→ Extracted material:

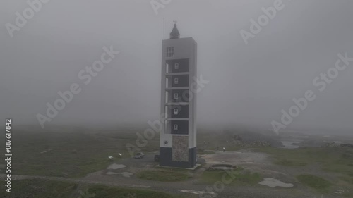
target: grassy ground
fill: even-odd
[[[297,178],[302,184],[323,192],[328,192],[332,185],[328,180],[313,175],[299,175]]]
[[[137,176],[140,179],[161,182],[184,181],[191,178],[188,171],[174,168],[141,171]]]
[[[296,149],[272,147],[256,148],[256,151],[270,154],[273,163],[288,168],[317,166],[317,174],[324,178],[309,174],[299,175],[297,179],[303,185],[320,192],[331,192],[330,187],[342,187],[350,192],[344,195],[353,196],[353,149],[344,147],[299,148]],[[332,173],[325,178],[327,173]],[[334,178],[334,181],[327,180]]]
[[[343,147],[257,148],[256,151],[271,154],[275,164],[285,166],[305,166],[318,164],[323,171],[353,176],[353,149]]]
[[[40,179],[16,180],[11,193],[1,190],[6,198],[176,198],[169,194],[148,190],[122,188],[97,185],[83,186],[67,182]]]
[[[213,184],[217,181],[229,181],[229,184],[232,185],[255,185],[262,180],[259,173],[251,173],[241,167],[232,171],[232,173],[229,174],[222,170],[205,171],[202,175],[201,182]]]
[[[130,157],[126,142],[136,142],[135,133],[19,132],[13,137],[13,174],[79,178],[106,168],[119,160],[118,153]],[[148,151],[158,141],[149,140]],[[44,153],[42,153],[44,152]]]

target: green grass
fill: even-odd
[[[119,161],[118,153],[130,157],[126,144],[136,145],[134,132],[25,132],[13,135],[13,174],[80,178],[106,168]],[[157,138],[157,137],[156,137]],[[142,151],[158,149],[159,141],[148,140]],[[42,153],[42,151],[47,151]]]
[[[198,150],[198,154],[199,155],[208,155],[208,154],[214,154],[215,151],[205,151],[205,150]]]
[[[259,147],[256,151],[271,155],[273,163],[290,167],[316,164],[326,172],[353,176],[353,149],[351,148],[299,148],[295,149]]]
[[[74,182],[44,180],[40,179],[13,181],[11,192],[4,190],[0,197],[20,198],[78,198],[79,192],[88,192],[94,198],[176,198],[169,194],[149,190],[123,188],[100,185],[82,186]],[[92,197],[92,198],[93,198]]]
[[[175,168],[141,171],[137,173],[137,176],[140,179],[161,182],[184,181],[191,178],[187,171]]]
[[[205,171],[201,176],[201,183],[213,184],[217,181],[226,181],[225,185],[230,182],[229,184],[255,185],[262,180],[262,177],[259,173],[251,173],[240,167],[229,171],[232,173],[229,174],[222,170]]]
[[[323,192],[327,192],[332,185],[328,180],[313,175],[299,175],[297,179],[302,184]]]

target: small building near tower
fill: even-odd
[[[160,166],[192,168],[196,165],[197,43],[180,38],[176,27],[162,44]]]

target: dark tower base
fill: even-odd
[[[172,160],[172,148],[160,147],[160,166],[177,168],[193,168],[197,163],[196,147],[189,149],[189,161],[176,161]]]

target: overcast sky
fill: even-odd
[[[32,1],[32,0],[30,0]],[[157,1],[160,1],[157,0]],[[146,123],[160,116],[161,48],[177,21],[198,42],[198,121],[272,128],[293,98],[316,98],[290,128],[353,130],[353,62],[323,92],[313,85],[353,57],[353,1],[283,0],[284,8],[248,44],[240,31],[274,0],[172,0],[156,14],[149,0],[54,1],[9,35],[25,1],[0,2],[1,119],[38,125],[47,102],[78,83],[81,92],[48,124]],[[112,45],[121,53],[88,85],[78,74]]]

* * *

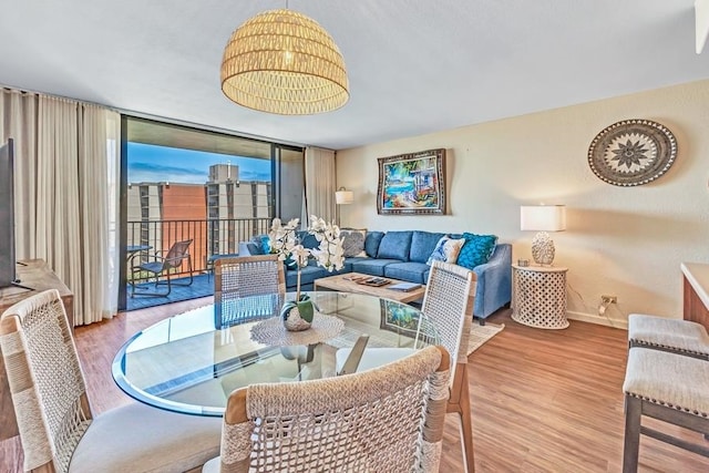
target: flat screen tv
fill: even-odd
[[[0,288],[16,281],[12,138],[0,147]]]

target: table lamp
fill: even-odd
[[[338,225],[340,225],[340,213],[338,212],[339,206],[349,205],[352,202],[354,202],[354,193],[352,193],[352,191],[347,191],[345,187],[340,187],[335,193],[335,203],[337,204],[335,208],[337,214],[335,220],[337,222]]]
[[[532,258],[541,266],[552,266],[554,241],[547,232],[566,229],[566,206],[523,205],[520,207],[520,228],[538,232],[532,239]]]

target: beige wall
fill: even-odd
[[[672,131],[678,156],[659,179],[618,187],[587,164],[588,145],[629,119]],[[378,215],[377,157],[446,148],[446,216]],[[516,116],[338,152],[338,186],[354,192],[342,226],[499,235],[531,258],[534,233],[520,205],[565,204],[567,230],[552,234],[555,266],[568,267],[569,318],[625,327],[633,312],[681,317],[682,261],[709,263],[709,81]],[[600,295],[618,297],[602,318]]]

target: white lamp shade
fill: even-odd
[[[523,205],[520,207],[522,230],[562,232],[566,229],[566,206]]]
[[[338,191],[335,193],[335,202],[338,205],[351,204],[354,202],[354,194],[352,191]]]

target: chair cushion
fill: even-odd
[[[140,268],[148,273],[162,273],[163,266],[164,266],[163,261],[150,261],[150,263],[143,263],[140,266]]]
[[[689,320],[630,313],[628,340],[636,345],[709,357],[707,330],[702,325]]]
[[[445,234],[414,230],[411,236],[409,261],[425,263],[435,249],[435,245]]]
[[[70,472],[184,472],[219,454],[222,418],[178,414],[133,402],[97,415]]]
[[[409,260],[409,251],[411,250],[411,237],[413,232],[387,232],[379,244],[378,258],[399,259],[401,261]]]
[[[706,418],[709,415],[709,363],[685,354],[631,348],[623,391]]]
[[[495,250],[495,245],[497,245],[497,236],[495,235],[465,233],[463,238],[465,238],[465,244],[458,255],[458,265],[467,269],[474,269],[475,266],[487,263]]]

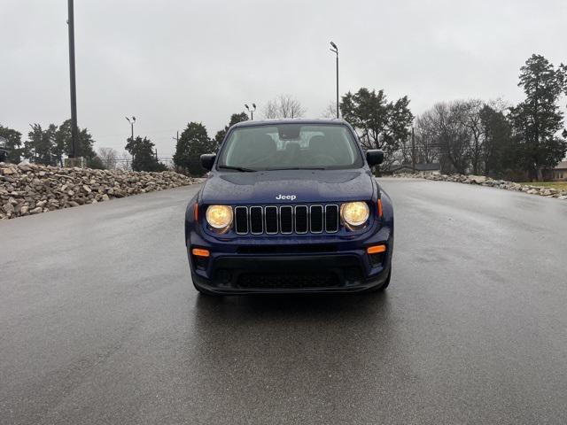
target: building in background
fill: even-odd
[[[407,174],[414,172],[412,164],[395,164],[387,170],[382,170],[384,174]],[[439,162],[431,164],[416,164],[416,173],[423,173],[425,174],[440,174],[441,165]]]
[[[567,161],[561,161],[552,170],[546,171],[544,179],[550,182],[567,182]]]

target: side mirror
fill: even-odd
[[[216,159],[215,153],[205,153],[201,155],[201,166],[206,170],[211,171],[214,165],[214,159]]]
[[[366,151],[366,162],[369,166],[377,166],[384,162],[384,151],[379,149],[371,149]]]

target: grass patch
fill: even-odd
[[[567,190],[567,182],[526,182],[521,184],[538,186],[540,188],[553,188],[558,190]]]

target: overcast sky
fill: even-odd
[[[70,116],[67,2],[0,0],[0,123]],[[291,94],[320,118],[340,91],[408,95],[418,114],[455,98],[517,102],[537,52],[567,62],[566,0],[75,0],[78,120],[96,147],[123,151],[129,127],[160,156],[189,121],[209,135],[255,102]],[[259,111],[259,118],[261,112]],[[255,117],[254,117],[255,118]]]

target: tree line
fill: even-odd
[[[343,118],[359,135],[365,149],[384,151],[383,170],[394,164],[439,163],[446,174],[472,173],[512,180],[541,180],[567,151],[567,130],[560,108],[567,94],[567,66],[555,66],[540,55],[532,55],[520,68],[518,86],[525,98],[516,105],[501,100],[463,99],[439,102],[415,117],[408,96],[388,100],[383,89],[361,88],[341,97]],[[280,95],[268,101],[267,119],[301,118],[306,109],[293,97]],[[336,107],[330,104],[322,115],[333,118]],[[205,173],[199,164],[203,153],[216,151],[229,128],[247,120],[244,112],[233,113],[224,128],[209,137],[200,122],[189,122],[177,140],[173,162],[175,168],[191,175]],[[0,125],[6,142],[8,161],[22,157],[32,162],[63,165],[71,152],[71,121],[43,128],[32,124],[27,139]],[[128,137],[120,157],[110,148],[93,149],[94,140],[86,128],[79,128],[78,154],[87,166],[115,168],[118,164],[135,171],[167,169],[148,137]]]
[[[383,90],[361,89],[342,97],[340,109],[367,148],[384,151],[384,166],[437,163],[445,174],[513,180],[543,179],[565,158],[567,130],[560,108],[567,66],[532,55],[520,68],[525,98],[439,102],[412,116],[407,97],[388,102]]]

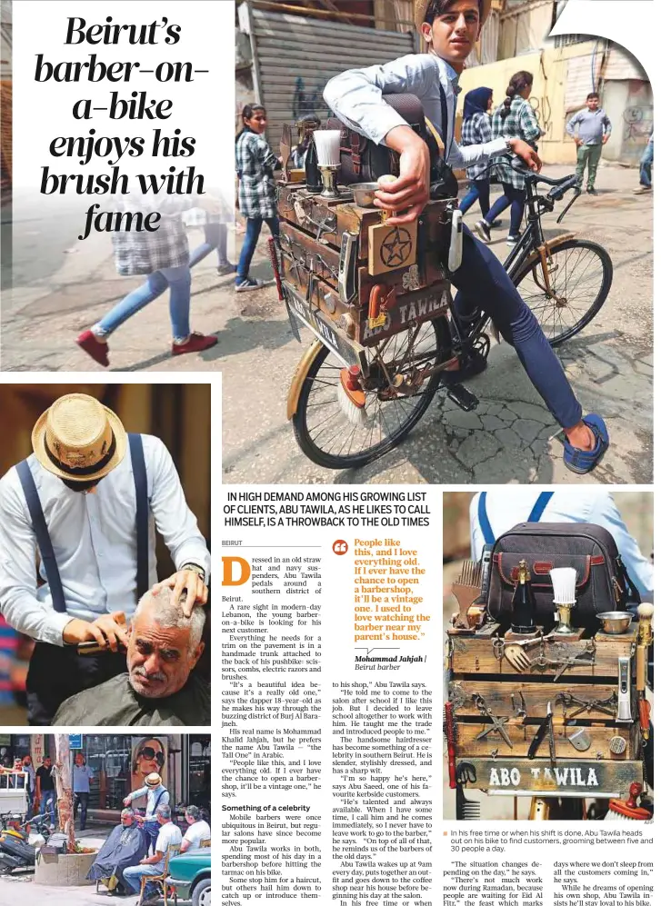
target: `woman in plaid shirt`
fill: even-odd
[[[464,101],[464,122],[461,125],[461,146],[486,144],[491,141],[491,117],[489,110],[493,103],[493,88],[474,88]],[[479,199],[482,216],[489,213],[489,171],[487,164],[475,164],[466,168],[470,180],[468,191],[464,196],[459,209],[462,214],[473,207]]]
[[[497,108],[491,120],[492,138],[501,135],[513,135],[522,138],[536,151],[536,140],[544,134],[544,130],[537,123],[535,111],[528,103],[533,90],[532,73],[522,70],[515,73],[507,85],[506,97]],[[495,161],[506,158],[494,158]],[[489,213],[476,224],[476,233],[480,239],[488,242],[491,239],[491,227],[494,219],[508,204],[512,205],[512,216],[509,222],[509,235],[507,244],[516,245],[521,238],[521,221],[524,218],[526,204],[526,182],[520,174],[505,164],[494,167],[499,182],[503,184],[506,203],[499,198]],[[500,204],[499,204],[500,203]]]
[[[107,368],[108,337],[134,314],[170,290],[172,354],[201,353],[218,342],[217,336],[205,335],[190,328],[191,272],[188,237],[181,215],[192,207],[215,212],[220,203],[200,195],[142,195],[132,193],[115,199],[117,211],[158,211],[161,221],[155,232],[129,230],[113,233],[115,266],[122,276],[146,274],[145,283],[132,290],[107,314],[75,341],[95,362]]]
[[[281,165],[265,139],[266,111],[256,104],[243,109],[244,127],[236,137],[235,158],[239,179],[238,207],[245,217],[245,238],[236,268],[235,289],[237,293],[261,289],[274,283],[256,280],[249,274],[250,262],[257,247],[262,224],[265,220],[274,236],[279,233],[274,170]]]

---

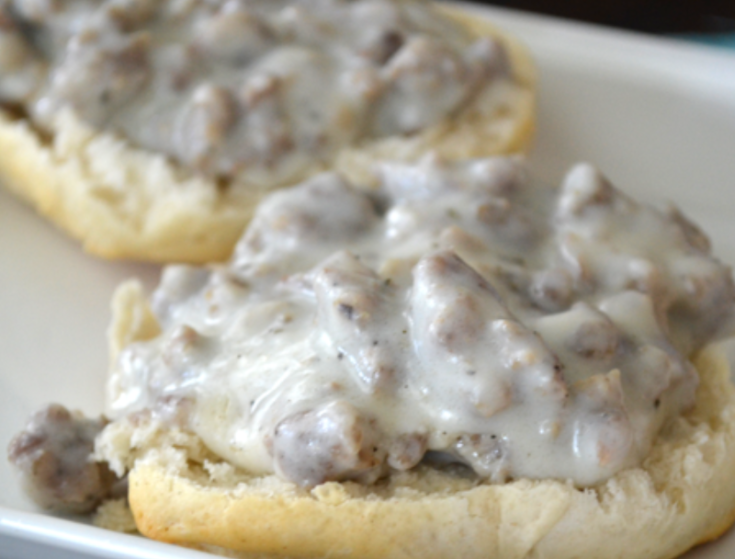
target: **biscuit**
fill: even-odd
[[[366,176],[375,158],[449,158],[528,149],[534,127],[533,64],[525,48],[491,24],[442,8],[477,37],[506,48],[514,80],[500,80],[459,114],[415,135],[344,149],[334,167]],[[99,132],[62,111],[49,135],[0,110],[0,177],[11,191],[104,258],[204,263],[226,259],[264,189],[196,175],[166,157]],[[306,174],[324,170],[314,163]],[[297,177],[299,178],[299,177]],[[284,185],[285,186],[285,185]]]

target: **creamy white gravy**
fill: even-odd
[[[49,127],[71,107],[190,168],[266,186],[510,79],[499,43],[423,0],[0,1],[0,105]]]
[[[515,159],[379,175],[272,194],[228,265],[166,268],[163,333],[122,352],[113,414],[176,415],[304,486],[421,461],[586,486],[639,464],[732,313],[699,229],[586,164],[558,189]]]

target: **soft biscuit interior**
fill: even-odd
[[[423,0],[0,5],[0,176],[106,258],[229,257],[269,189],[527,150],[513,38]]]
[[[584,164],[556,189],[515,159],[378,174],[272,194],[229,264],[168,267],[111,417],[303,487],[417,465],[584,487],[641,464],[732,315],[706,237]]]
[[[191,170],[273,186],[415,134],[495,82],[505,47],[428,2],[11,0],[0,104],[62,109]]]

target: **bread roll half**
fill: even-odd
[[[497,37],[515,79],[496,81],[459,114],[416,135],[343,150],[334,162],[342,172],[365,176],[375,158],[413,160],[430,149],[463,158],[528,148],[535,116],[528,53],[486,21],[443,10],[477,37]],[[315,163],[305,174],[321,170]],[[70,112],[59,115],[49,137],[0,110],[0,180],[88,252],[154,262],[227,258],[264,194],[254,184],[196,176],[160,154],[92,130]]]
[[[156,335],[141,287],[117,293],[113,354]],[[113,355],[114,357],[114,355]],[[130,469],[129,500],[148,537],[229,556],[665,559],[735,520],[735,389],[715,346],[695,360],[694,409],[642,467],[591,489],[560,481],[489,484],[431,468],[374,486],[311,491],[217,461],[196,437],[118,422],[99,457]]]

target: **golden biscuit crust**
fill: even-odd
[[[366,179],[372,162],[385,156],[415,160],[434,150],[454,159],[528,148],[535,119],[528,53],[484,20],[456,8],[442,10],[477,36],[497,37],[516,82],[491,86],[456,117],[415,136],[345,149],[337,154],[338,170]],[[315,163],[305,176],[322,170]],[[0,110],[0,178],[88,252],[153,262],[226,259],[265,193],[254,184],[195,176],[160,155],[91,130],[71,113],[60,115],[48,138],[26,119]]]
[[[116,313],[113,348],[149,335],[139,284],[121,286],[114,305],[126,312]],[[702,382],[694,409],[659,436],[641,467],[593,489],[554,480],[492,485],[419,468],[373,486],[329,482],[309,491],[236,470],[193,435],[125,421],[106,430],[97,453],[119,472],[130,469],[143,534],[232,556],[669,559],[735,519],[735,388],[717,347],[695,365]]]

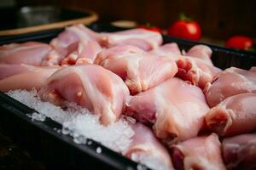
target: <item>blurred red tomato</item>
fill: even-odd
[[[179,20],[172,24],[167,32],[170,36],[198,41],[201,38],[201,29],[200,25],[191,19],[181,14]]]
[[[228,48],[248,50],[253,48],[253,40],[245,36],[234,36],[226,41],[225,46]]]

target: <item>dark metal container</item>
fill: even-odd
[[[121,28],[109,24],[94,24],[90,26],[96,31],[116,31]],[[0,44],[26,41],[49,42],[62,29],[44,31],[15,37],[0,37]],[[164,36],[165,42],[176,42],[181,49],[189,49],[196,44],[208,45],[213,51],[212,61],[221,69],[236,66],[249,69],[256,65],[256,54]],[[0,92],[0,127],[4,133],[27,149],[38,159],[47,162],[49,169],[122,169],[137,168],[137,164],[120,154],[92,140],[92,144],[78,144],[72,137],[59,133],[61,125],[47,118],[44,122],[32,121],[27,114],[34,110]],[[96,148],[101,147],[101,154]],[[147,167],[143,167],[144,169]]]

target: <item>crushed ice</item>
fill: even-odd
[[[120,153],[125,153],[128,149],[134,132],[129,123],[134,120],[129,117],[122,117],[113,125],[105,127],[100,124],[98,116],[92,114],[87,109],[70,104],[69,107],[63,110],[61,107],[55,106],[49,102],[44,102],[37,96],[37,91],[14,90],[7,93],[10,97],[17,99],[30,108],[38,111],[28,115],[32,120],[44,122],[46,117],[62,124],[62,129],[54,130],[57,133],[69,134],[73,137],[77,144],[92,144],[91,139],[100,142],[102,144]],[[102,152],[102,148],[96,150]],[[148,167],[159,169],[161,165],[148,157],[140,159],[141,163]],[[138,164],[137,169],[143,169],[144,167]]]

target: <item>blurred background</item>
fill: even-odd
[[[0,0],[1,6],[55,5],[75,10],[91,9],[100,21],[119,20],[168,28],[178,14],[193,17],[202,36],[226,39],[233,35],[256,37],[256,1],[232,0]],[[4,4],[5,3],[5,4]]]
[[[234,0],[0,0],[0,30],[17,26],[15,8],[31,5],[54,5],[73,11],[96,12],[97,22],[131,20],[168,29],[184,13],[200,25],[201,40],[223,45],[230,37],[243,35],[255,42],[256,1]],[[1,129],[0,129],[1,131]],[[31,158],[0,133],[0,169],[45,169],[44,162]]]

→ What you need to do: Pull out every line in the records above that contains the word "dark", keeping the lines in their original order.

→ Completed exercise:
target: dark tower base
target: <item>dark metal container</item>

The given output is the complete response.